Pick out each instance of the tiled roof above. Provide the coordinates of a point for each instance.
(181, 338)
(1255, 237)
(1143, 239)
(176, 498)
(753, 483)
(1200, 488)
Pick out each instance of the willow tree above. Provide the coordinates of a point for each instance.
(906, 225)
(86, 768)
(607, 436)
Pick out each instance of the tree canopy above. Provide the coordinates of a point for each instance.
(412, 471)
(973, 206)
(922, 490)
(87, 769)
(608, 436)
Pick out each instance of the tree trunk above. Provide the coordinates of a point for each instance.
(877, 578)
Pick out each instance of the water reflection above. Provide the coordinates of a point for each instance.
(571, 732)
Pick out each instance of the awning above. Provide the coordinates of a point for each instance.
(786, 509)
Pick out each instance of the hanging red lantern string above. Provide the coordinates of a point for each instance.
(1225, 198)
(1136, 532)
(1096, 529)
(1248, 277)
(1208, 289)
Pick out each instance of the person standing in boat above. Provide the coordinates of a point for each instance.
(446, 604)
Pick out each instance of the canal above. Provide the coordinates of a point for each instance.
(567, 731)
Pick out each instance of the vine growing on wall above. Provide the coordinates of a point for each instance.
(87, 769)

▶ _What this task involves_
Starting at the line that contains "Pick out each instance of the willow" and ending at the last of the items, write those lines out again with "Provide" swapped for "Give" and nothing else changed. Give only those lines.

▶ _Response to the task_
Pick out each instance of the willow tree above. Give the coordinates of a point for each instance.
(906, 225)
(86, 768)
(607, 436)
Pick out each instance of the tree canopy above. Give the coordinates of a point for each instance.
(412, 471)
(973, 206)
(922, 490)
(87, 769)
(608, 436)
Pick out each instance of the tree trunk above. Give the coordinates of a point for each instance.
(877, 578)
Pick out each instance of the water reflection above. Give the coordinates of a point for each instance.
(571, 732)
Pick out each instance of the awning above. Give the coordinates of a point for each instance.
(786, 509)
Pick out each instance of the hanging red lantern string above. Give the coordinates of a point for each instance.
(1225, 198)
(1136, 532)
(1096, 529)
(1248, 277)
(1208, 289)
Pick out each instance of the person standing in boat above. Give the coordinates of a point for each instance.
(446, 604)
Pick out each instance of the canal above. Give the coordinates of a point for each instance.
(567, 731)
Pick out each instance of the vine growing on wall above. Give the coordinates of a point for each instance.
(87, 769)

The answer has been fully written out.